Questions ->
1) Please retype the passage on Wylie transliteration word for word, starting with "Any Tibetan language" and going on through "of Tibetan words.".
2) Extend the passage on Wylie transliteration, not the listing, by writing on from its last sentence.

Document section ->
========================================================================
Any Tibetan language romanization scheme faces the dilemma of whether it should seek to accurately reproduce the sounds of spoken Tibetan or the spelling of written Tibetan. These differ widely, as Tibetan orthography became fixed in the 11th century, while pronunciation continued to evolve, comparable to the English orthography and French orthography, which reflect late medieval pronunciation.

Previous transcription schemes sought to split the difference with the result that they achieved neither goal perfectly. Wylie transliteration was designed to precisely transcribe Tibetan script as written, which led to its acceptance in academic and historical studies. It is not intended to represent the pronunciation of Tibetan words.

==Consonants==

The Wylie scheme transliterates the Tibetan characters as follows:

| T | W | IPA | T | W | IPA | T | W | IPA | T | W | IPA |
| ཀ | ka | [ká] | ཁ | kha | [↘︎kʰá] | ག | ga | [ɡà/↗︎kʰà] | ང | nga | [ŋà] |
| ཅ | ca | [tɕá] | ཆ | cha | [↘︎tɕʰá] | ཇ | ja | [dʑà/↗︎tɕʰà] | ཉ | nya | [ɲà] |
| ཏ | ta | [tá] | ཐ | tha | [↘︎tʰá] | ད | da | [dà/↗︎tʰà] | ན | na | [nà] |
| པ | pa | [pá] | ཕ | pha | [↘︎pʰá] | བ | ba | [bà/↗︎pʰà] | མ | ma | [mà] |
| ཙ | tsa | [tsá] | ཚ | tsha | [↘︎tsʰá] | ཛ | dza | [dzà/↗︎tsʰà] | ཝ | wa | [wà] |
| ཞ | zha | [ʑà/˦ɕà] | ཟ | za | [zà/↗︎sà] | འ | 'a | [ɦà/˦ʔà] | ཡ | ya | [jà] |
| ར | ra | [rà] | ལ | la | [là] | ཤ | sha | [↘︎ɕá] | ས | sa | [↘︎sá] |
| ཧ | ha | [há] | ཨ | a | [↘︎ʔá] |

In Tibetan script, consonant clusters within a syllable may be represented through the use of prefixed or suffixed letters or by letters superscripted or subscripted to the root letter (forming a "stack"). The Wylie system does not normally distinguish these as in practice no ambiguity is possible under the rules of Tibetan spelling. The exception is the sequence gy-, which may be written either with a prefix g or a suffix y. In the Wylie system, these are distinguished by inserting a period between a prefix g and initial y. E.g. གྱང "wall" is gyang, while གཡང་ "chasm" is g.yang.
========================================================================
Provided data ->
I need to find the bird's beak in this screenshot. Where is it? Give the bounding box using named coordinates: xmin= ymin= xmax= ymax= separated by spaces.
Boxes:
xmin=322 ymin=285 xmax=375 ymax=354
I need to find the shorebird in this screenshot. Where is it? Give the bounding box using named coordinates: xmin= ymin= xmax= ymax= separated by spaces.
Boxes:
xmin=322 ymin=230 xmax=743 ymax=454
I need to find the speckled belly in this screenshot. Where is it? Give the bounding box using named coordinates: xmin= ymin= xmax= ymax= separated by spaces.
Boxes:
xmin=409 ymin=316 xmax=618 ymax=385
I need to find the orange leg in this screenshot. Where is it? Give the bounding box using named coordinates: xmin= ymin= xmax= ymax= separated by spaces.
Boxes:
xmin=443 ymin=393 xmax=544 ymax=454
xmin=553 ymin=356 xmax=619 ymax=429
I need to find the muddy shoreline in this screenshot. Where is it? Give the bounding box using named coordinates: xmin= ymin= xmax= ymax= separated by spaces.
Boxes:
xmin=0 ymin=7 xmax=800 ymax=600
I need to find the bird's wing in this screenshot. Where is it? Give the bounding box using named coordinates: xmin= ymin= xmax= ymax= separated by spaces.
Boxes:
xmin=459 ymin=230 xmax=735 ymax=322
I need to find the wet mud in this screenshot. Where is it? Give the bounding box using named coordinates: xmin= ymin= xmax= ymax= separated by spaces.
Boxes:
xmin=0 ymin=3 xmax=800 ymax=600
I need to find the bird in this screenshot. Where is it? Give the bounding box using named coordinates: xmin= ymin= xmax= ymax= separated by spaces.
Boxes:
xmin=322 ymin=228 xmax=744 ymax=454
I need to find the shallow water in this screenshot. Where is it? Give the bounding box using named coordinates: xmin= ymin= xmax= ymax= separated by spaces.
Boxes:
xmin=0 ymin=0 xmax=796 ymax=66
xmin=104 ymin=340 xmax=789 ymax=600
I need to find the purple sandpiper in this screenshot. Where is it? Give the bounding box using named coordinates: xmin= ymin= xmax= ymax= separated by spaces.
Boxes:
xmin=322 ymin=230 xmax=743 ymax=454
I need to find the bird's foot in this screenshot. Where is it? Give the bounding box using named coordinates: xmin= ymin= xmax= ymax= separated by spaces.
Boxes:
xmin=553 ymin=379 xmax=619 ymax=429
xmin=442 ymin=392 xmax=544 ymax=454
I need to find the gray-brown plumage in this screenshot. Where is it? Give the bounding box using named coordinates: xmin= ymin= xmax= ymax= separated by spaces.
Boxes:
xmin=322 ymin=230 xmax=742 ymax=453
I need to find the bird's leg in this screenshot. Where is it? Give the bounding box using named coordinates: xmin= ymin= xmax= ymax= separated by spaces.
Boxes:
========================================================================
Task-by-task answers ->
1)
Any Tibetan language romanization scheme faces the dilemma of whether it should seek to accurately reproduce the sounds of spoken Tibetan or the spelling of written Tibetan. These differ widely, as Tibetan orthography became fixed in the 11th century, while pronunciation continued to evolve, comparable to the English orthography and French orthography, which reflect late medieval pronunciation.

Previous transcription schemes sought to split the difference with the result that they achieved neither goal perfectly. Wylie transliteration was designed to precisely transcribe Tibetan script as written, which led to its acceptance in academic and historical studies. It is not intended to represent the pronunciation of Tibetan words.

2)
==Vowels==
The four vowel marks (here applied to the base letter ཨ) are transliterated:

| ཨི i | ཨུ u | ཨེ e | ཨོ o |
When a syllable has no explicit vowel marking, the letter a is used to represent the default vowel "a" (e.g. ཨ་ = a).

==Capitalization==
Many previous systems of Tibetan transliteration included internal capitalisation schemes—essentially, capitalising the root letter rather than the first letter of a word, when the first letter is a prefix consonant. Tibetan dictionaries are organized by root letter, and prefixes are often silent, so knowing the root letter gives a better idea of pronunciation. However, these schemes were often applied inconsistently, and usually only when the word would normally be capitalised according to the norms of Latin text (i.e. at the beginning of a sentence). On the grounds that internal capitalisation was overly cumbersome, of limited usefulness in determining pronunciation, and probably superfluous to a reader able to use a Tibetan dictionary, Wylie specified that if a word was to be capitalised, the first letter should be capital, in conformity with Western capitalisation practices. Thus a particular Tibetan Buddhist sect (Kagyu) is capitalised Bka' brgyud and not bKa' brgyud.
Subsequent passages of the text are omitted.